(Source extract)
--------------------------------------------------

Compilation album by Rudimentary Peni
- Released: 1987
- Recorded: 1981–1982
- Genre: Punk rock, anarcho-punk
- Label: Corpus Christi Records

Rudimentary Peni chronology
| Death Church (1983) | The E.P.s of R.P. (1987) | Cacophony (1988) |

= The EPs of RP =

The E.P.s of R.P. is a compilation of the anarcho-punk band Rudimentary Peni, released on LP in 1987 on Corpus Christi Records. It contains both of the band's first two 7-inch EPs, Rudimentary Peni and Farce. In 1994, it was reissued on CD on the band's own Outer Himalayan Records.

Tracks 1–12 were taken from the Rudimentary Peni 7-inch EP, recorded at Street Level in 1981 and released in August that year. Tracks 13–22 were from the Farce 7-inch EP, recorded at Southern Studios, London, in 1982, engineered by John Loder, produced by Penny Rimbaud and Rudimentary Peni, and released on Crass Records in July of that year.

--------------------------------------------------

(What to do)
Reproduce verbatim the stretch of the Rudimentary Peni compilation entry from "Compilation album by" through "of that year.".

(Dataset)

--------------------------------------------------

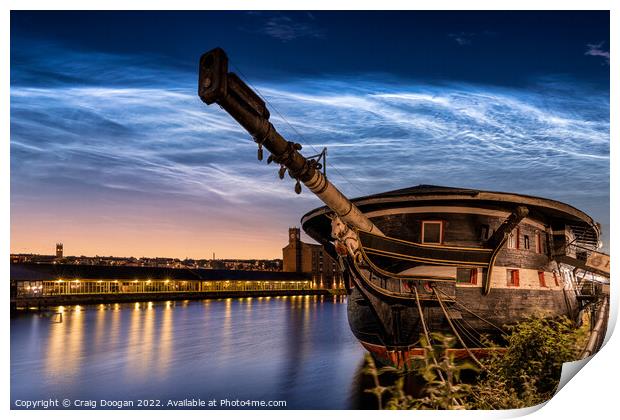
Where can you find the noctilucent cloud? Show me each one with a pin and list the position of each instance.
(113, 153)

--------------------------------------------------

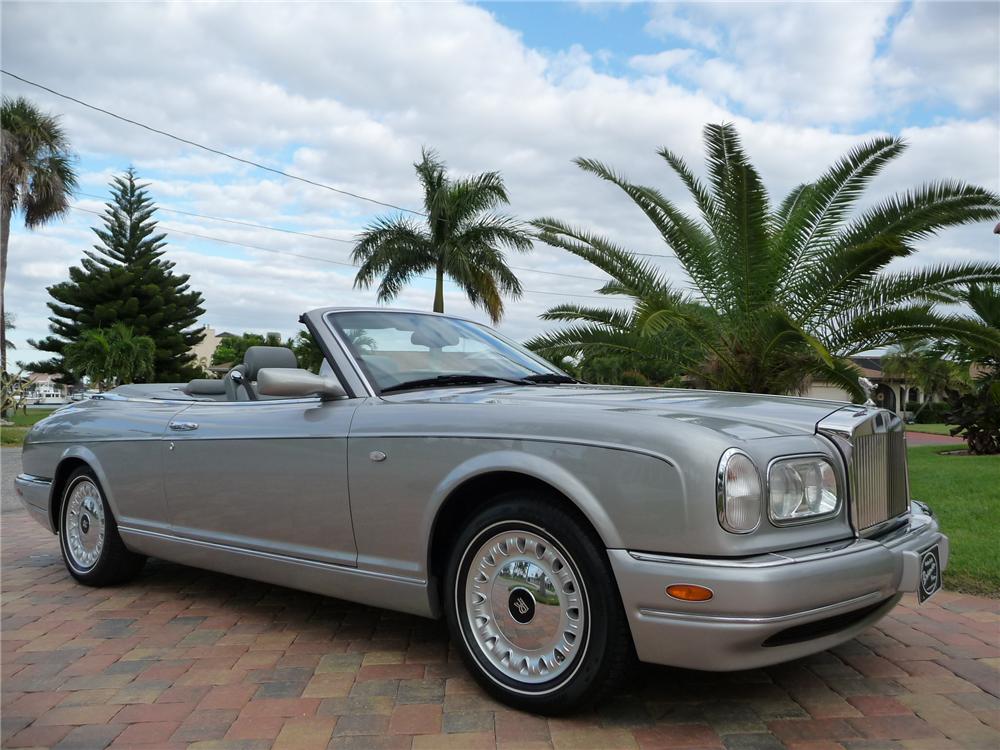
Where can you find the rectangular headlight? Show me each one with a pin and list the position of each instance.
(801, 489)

--------------------------------------------------

(Answer)
Compilation album by Rudimentary Peni
- Released: 1987
- Recorded: 1981–1982
- Genre: Punk rock, anarcho-punk
- Label: Corpus Christi Records

Rudimentary Peni chronology
| Death Church (1983) | The E.P.s of R.P. (1987) | Cacophony (1988) |

= The EPs of RP =

The E.P.s of R.P. is a compilation of the anarcho-punk band Rudimentary Peni, released on LP in 1987 on Corpus Christi Records. It contains both of the band's first two 7-inch EPs, Rudimentary Peni and Farce. In 1994, it was reissued on CD on the band's own Outer Himalayan Records.

Tracks 1–12 were taken from the Rudimentary Peni 7-inch EP, recorded at Street Level in 1981 and released in August that year. Tracks 13–22 were from the Farce 7-inch EP, recorded at Southern Studios, London, in 1982, engineered by John Loder, produced by Penny Rimbaud and Rudimentary Peni, and released on Crass Records in July of that year.